[RECORDS TO USE start]

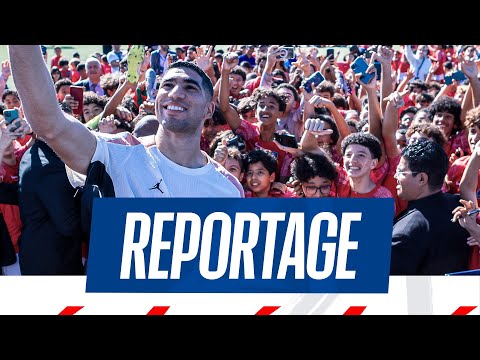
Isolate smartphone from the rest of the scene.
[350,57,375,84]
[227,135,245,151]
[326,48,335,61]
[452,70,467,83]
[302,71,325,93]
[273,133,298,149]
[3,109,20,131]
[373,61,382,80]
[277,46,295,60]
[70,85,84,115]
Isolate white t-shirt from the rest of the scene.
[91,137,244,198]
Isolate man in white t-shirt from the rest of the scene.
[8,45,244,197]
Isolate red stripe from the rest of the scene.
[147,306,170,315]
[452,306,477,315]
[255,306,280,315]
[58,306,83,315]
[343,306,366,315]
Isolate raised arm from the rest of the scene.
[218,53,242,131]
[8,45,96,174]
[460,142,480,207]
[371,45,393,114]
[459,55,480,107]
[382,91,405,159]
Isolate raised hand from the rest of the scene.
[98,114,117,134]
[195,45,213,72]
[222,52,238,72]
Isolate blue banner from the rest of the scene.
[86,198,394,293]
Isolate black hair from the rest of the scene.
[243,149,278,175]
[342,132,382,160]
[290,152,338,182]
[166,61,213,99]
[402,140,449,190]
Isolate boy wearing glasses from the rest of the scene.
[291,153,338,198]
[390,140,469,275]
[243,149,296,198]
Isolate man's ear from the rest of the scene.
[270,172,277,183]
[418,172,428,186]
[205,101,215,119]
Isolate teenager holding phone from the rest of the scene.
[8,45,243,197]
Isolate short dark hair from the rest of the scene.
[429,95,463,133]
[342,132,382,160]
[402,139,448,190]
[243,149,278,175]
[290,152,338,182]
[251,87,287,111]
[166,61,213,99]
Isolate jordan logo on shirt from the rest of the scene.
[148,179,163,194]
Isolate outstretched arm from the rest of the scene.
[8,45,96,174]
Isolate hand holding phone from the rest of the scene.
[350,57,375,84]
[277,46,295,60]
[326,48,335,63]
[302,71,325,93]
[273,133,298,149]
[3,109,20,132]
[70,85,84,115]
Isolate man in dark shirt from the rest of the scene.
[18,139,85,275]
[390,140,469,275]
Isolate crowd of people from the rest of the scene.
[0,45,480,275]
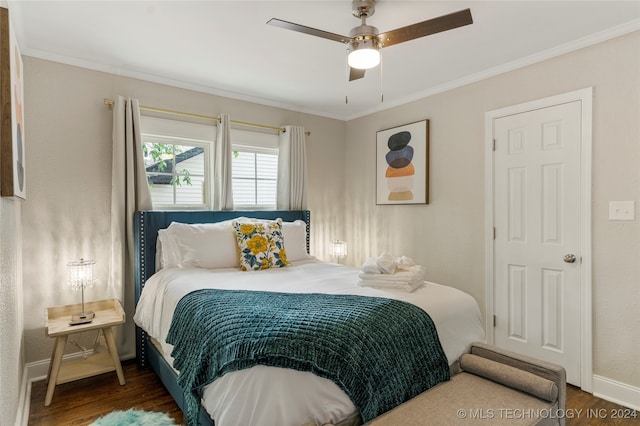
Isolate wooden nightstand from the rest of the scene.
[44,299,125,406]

[RECORDS TO USE end]

SHORT EXERCISE:
Rewrite the material, changing "from the rest of the scene" to "from the background" everywhere it occurs and keeping everything else the same. Omit the pictures from your answer.

TASK RESPONSE:
Isolate smartphone from the background.
[350,57,375,84]
[227,135,245,151]
[326,48,335,61]
[452,70,467,83]
[302,71,325,93]
[273,133,298,149]
[3,109,20,131]
[373,61,382,80]
[277,46,295,60]
[70,85,84,115]
Isolate white t-shirt from the background.
[91,137,244,198]
Isolate man in white t-shirt from the background.
[8,45,244,197]
Isolate red stripe from the background.
[147,306,170,315]
[452,306,477,315]
[255,306,280,315]
[58,306,83,315]
[343,306,366,315]
Isolate raised arm from the background.
[218,53,242,131]
[8,45,96,174]
[460,142,480,207]
[371,45,393,114]
[459,55,480,107]
[382,91,405,159]
Isolate raised hand from the background.
[98,114,117,134]
[195,45,213,72]
[222,52,238,72]
Isolate blue banner from the background.
[86,198,394,293]
Isolate black hair from the background.
[243,149,278,175]
[342,132,382,160]
[290,152,338,182]
[166,61,213,99]
[402,140,449,190]
Isolate boy wearing glasses from the background.
[291,153,338,198]
[390,140,469,275]
[243,149,296,198]
Isolate man's ear from the background.
[270,172,277,183]
[418,172,428,186]
[205,101,215,119]
Isolate teenager holding phone from the background.
[8,45,243,197]
Isolate short dark hair from the background.
[429,95,463,133]
[342,132,382,160]
[402,139,448,190]
[243,149,278,175]
[290,152,338,182]
[251,87,287,111]
[166,61,213,99]
Isolate jordan logo on shirt from the background.
[148,179,163,194]
Isolate outstretched arm from the background.
[8,45,96,174]
Isolate hand holding phone from the background.
[350,57,375,84]
[277,46,295,60]
[326,48,335,63]
[302,71,325,93]
[273,133,298,149]
[3,109,20,132]
[70,85,84,115]
Isolate man in dark shirt from the background.
[18,139,85,275]
[390,140,469,275]
Isolate crowd of people from the background.
[0,45,480,275]
Isolate wooden nightstand from the background.
[44,299,125,406]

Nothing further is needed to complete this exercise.